-------- 给定文本

爬取微博热点评论用户ID--简易版本

把以前写的代码分享给大家,性能不太好,有时间给大家写个高性能的模型,发现程序运行不了就改改cookie。

# -*- coding: utf-8 -*-
"""
Created on Tue Jul 17 09:06:30 2018

@author: Administrator
"""
import requests
from requests.exceptions import RequestException
import re
from bs4 import BeautifulSoup
from urllib.parse import urlencode
import time
from  pyquery import PyQuery as pq
import time 
import json
import pymongo
import sys
s=requests.Session()
headers={
        
'Accept':'text/html,application/xhtml+xml,application/xml;q=0.9,image/webp,*/*;q=0.8',
'Accept-Encoding':'gzip, deflate, br',
'Accept-Language':'zh-CN,zh;q=0.8',
'Cache-Control':'max-age=0',
'Connection':'keep-alive',
'Cookie':'SINAGLOBAL=540062493192.52795.1513920812166; SCF=ArfNVnv0G8snZQO-0tjU0Ny9wYh-vDVHnpo6E1gG8lLyEe3Sc6oyB6gN6QcUzJz0N5Dawz8Rx4-RQNY-C9jfvsk.; SUHB=0U1JhnCkECPwyQ; SUB=_2AkMsEDyjdcPxrAZXkP8QxGjkbopH-jyfxVVVAn7uJhMyAxh77g4MqSVutBF-XL9ifGMm870rAjKzYJ5pfxC2NAVA; SUBP=0033WrSXqPxfM72wWs9jqgMF55529P9D9WWpCGKsXaGF3kwZPywp173e5JpVF020Sh2NehqXehq0; wb_view_log=1366*7681; UOR=acm.hdu.edu.cn,widget.weibo.com,www.baidu.com; YF-Page-G0=c6cf9d248b30287d0e884a20bac2c5ff; _s_tentry=-; Apache=1746290529031.4756.1531789292730; ULV=1531789297281:20:5:4:1746290529031.4756.1531789292730:1531786194935; login_sid_t=4cae36a37c8c1d38c8cb8d8e518fb3cb; YF-Ugrow-G0=9642b0b34b4c0d569ed7a372f8823a8e; YF-V5-G0=b59b0905807453afddda0b34765f9151; WBtopGlobal_register_version=2e7679c973813872; cross_origin_proto=SSL; WBStorage=5548c0baa42e6f3d|undefined',
'Host':'weibo.com',
'Referer':'https://weibo.com/',
'Upgrade-Insecure-Requests':'1',
'User-Agent':'Mozilla/5.0 (Windows NT 6.1; WOW64) AppleWebKit/537.36 (KHTML, like Gecko) Chrome/55.0.2883.87 UBrowser/6.2.4092.1 Safari/537.36'
        }
pro={
     'http':'http://114.229.71.72:808'
     }
#连接数据库
client=pymongo.MongoClient(host='localhost')

----------------
-------- 所给材料

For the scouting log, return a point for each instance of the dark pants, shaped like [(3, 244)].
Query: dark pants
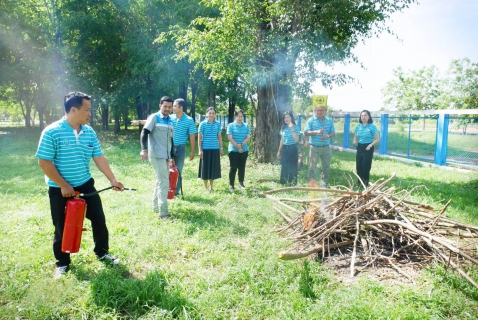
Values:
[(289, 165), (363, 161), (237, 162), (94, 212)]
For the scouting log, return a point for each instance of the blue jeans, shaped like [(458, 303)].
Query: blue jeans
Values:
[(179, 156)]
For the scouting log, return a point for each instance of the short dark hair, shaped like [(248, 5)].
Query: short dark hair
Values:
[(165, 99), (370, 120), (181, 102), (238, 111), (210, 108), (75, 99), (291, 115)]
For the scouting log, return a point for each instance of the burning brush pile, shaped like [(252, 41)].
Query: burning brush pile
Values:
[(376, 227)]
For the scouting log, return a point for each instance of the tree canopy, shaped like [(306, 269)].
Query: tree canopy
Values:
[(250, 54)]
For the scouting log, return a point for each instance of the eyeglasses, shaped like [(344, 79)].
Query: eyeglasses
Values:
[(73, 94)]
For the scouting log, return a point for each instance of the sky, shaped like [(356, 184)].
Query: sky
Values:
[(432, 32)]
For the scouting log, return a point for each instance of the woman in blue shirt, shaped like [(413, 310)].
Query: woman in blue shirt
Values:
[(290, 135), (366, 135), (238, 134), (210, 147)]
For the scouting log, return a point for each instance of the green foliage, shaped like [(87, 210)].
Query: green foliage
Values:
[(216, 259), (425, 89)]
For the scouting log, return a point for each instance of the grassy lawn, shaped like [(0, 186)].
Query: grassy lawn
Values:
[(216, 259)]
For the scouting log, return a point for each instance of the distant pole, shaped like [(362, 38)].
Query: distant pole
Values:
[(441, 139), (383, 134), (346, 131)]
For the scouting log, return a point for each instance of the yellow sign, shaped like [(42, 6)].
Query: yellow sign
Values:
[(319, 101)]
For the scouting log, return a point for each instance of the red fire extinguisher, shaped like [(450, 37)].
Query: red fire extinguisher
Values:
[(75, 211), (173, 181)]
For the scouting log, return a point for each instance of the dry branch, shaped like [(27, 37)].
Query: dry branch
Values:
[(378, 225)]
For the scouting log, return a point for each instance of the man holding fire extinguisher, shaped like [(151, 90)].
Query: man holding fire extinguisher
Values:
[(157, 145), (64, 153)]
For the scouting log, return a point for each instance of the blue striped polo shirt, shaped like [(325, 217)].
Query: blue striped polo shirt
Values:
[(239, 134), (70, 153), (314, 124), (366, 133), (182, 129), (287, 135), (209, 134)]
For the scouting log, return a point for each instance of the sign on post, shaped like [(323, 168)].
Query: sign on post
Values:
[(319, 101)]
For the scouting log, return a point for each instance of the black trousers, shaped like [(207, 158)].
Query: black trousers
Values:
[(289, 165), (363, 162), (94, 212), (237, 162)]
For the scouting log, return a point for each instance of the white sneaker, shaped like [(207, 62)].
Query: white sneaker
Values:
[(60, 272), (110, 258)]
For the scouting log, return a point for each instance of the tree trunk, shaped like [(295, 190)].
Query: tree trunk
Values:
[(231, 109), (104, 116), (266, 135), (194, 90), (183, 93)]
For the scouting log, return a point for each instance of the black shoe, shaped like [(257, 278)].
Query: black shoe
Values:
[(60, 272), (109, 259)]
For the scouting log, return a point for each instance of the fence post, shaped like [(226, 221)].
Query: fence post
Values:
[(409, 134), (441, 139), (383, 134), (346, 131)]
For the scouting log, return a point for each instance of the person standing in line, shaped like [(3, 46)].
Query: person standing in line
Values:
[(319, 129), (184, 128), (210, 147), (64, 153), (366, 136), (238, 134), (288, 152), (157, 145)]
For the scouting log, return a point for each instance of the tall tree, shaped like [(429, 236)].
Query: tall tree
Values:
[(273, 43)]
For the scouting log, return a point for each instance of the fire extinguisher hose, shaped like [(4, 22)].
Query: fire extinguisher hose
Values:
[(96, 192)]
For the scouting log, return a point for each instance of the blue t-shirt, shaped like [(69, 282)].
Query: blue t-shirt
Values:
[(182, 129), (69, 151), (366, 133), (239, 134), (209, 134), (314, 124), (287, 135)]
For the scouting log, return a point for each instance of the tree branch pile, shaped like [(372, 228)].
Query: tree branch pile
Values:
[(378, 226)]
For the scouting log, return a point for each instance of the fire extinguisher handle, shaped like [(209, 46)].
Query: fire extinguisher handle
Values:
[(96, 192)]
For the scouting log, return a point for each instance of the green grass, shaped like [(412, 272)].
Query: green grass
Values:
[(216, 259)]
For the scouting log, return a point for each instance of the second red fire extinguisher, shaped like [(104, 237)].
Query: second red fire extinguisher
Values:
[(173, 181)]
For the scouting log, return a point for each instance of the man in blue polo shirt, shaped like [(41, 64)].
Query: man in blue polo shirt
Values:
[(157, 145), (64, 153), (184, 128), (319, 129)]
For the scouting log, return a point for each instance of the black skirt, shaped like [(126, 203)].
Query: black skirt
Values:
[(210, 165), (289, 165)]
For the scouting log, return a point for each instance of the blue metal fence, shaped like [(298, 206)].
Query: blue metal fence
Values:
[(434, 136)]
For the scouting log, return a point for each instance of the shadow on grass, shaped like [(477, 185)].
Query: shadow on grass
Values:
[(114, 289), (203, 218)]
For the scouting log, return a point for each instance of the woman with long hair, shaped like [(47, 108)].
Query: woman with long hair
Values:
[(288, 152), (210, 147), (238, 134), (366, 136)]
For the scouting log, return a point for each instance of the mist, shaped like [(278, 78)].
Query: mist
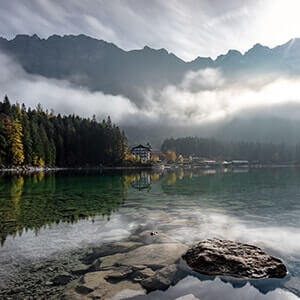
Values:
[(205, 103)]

----------------

练习要求
(a) 请重新写出给定文本中从“import requests”开始、一直到“s=requests.Session()”为止的部分，一字不改。
(b) 逐项判断这几个说法是否符合给定文本，回答“是”或“否”，并原文引出起决定作用的字句：(i) 作者称这份代码性能很好；(ii) 程序运行不了时，作者建议修改cookie；(iii) 代码连接的数据库主机是localhost。
(c) 给定文本的请求头中，'Host'的值是什么？
这些材料与给定文本毫无关联。

参考答案
(a)
import requests
from requests.exceptions import RequestException
import re
from bs4 import BeautifulSoup
from urllib.parse import urlencode
import time
from  pyquery import PyQuery as pq
import time 
import json
import pymongo
import sys
s=requests.Session()

(b)
(i) 否。“性能不太好”
(ii) 是。“发现程序运行不了就改改cookie”
(iii) 是。“host='localhost'”

(c) weibo.com